Teks Sumber |
REPUBLIKA.CO.ID, MASSACHUSETTS -- Hamil di tengah pandemi Covid-19, para ibu mungkin akan mempertimbangkan pilihan kelahiran di rumah. Hal itu ditujukan untuk menghindari risiko tertular virus corona tipe baru, SARS-CoV-2, saat berada di rumah sakit. Namun, ternyata hal itu tak disarankan dokter.
"Sebagai dokter kandungan, saya tidak pernah merekomendasikan persalinan di rumah," kata seorang dokter kandungan yang berpengalaman, dr Adam Wolfberg, dilansir laman Fox News.
Menurut Wolfberg, ketika melahirkan di rumah, ibu biasanya tidak memiliki akses ke intervensi dan pemantauan darurat. Risiko kematian bayi baru lahir pun meningkat dua kali lipat dibandingkan dengan melahirkan di rumah sakit.
Selain itu, melahirkan di rumah juga meningkatkan risiko cedera otak pada anak sebanyak tiga kali lipat. "Meskipun itu diinginkan, aku berpikir itu tidak aman untuk ibu dan bayinya," kata dokter kandungan yang juga merupakan kepala medis Ovia Health itu.
Langkah-langkah penuh yang ditempuh rumah sakit untuk mengurangi risiko infeksi virus corona, menurut Wolfberg, tidak dapat direplikasi di rumah. Meskipun mengakui bahwa bidan dapat melakukan persalinan yang sama baiknya dengan dokter kandungan, Wolfberg khawatir tentang kurangnya akses ke intervensi darurat dan pemantauan.
Di awal pandemi, Ovia Health mengirimkan survei anonim mingguan kepada pengguna aplikasi. Dalam survei itu, Ovia Health menanyakan para ibu hamil tentang pengalaman perawatan pranatal dan persalinan, termasuk apakah para ibu hamil itu berencana melahirkan di rumah.

Tujuan Latihan |
Ubah bagian teks tentang persalinan di rumah dari "Menurut Wolfberg, ketika" sampai "Ovia Health itu.", lalu tuliskan kembali bagian itu dengan mengganti "cedera otak" menjadi "kerusakan otak". Gunakan hanya teks di atas sebagai acuan.

Data untuk Ditinjau |
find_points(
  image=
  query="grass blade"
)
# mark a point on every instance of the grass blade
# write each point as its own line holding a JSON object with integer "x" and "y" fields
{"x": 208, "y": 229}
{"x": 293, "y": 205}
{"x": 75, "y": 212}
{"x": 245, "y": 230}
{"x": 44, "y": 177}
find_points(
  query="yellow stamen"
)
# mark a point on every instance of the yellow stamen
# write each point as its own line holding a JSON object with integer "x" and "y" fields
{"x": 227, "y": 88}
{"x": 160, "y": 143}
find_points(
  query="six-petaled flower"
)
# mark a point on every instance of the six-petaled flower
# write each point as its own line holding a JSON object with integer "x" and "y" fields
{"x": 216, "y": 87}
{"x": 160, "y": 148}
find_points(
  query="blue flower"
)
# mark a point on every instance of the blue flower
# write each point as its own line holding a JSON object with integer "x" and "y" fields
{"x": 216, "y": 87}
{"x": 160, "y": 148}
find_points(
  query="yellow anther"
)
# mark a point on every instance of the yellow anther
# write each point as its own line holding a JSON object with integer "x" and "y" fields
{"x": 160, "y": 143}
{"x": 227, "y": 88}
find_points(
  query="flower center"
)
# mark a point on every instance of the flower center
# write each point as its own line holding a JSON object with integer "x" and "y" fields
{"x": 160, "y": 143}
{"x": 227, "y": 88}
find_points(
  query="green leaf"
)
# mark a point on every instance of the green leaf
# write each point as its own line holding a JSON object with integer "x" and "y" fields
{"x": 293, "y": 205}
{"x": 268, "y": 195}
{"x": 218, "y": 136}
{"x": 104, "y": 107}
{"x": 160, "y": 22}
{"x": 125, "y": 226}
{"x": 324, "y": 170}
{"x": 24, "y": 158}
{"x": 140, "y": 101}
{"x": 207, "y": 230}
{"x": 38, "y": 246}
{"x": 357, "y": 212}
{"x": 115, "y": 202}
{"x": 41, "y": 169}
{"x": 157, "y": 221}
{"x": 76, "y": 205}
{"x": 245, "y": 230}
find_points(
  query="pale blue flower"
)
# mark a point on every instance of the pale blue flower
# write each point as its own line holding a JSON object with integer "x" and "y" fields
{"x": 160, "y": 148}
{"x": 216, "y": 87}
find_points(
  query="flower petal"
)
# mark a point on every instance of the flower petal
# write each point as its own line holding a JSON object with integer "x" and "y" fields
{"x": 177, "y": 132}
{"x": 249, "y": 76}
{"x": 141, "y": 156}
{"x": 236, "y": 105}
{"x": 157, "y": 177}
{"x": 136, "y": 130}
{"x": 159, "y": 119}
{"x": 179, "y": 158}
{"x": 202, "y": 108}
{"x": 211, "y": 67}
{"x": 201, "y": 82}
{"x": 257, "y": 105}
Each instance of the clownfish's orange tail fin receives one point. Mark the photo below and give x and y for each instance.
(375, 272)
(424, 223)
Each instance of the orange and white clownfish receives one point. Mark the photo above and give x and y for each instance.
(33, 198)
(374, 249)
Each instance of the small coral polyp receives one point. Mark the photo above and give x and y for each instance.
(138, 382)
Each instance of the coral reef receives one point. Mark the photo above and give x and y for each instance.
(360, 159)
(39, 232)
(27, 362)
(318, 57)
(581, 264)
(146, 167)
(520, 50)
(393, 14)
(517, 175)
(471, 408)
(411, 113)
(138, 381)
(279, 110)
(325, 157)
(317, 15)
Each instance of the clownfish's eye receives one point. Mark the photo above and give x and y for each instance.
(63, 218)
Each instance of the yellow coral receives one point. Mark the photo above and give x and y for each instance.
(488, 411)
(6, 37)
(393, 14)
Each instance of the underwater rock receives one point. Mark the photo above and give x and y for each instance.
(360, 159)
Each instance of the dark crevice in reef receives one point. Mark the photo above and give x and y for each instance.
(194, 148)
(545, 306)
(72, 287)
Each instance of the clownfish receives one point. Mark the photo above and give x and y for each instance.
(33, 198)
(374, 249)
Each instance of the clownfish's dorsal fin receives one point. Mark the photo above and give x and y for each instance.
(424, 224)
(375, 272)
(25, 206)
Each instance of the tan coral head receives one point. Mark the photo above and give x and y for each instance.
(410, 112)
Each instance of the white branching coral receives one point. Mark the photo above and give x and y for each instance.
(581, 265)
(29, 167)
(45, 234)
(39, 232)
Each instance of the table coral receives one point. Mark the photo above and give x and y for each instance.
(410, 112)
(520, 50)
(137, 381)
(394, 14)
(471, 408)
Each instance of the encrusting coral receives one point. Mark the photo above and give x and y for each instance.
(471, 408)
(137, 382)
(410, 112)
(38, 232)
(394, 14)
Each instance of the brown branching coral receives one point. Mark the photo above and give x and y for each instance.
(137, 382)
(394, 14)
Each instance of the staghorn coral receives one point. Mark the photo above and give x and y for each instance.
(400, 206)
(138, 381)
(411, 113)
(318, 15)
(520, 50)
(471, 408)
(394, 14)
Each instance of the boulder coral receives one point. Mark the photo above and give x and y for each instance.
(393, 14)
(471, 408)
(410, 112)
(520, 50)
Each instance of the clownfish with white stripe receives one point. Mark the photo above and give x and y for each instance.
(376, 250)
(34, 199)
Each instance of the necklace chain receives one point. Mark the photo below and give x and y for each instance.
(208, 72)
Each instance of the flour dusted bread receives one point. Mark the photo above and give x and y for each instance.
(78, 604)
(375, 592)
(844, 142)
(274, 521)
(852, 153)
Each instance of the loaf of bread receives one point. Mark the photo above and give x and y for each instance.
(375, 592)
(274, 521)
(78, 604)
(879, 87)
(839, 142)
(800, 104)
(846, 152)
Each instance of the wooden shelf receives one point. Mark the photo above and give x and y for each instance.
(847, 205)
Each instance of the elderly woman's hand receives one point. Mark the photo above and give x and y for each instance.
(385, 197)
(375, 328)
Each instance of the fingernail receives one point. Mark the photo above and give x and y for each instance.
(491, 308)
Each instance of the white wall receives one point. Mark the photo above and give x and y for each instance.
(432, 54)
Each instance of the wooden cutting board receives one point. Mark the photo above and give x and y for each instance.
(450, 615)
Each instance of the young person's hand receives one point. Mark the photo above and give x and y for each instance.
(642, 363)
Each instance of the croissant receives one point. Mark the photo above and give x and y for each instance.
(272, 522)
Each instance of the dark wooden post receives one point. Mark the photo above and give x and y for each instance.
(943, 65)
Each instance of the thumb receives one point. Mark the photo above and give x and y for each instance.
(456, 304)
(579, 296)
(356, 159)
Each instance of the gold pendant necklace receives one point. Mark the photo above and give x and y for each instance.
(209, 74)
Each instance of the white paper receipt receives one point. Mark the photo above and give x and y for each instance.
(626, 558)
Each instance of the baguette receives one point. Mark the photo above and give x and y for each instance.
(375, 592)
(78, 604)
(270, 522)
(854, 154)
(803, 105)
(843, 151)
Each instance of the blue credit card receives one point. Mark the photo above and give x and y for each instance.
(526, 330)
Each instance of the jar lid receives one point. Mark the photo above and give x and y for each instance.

Kotak Jawaban |
Menurut Wolfberg, ketika melahirkan di rumah, ibu biasanya tidak memiliki akses ke intervensi dan pemantauan darurat. Risiko kematian bayi baru lahir pun meningkat dua kali lipat dibandingkan dengan melahirkan di rumah sakit.
Selain itu, melahirkan di rumah juga meningkatkan risiko kerusakan otak pada anak sebanyak tiga kali lipat. "Meskipun itu diinginkan, aku berpikir itu tidak aman untuk ibu dan bayinya," kata dokter kandungan yang juga merupakan kepala medis Ovia Health itu.